Directions » Begin at the line that has "Please locate the blue" and stop after the last of the entries. Rewrite each line in that span, requests included, and shift every coordinate in the answers up by 128.

— BEGIN —

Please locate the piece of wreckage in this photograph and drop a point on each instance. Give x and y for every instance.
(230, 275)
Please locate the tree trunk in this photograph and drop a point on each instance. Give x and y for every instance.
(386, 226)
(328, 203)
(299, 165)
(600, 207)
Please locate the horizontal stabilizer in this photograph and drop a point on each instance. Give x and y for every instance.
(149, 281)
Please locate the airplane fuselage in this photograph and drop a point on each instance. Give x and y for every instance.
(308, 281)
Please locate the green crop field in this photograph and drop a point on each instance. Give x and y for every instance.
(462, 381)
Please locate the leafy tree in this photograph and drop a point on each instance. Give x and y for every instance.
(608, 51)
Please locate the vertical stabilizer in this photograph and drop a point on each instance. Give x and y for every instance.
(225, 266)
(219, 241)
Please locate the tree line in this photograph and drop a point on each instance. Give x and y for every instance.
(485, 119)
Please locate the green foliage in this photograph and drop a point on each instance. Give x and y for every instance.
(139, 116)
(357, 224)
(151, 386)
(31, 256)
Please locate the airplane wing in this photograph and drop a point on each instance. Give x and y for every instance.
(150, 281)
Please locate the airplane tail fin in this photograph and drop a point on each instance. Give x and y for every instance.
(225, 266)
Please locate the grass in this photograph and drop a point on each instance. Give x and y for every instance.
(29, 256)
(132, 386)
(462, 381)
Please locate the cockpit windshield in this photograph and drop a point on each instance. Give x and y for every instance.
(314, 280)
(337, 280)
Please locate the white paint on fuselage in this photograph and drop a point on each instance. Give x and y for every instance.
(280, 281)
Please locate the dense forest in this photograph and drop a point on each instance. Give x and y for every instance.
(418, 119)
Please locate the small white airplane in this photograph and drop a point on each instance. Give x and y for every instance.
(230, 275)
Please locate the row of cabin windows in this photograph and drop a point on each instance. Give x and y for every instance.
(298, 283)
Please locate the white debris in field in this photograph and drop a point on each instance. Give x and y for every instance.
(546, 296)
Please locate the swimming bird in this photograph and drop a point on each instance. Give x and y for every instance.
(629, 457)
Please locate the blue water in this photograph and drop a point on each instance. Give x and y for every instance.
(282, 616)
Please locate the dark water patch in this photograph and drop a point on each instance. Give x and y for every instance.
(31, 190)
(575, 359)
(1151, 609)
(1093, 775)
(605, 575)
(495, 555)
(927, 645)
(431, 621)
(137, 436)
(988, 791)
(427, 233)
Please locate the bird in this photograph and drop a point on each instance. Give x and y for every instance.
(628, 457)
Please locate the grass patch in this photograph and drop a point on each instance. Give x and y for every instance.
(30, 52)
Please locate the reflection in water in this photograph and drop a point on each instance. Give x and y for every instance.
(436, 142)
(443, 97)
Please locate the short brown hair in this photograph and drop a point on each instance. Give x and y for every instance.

— END —

Reply to the exercise »
Please locate the blue water in this photograph and drop a point on each instance. Give x and y for every instance.
(410, 744)
Please locate the dark water patch in this photograph and drop a point on each instance. Give x and y for every instance.
(159, 318)
(703, 487)
(1279, 737)
(1221, 903)
(733, 703)
(623, 683)
(1055, 773)
(559, 749)
(265, 564)
(1116, 919)
(555, 361)
Please locate the bird in this photograph and drop a point on each instance. Give x and y for every instance.
(756, 585)
Please locate the grass patch in this photograph and drop a point on each instance. Give x and y for every instance.
(158, 180)
Please locate the reflection in water in this photograph and drop a point on each instance. Give x and y for every instance.
(564, 270)
(571, 225)
Please locate the short brown hair in this photograph and drop a point on each instance. Give x and y for every instance.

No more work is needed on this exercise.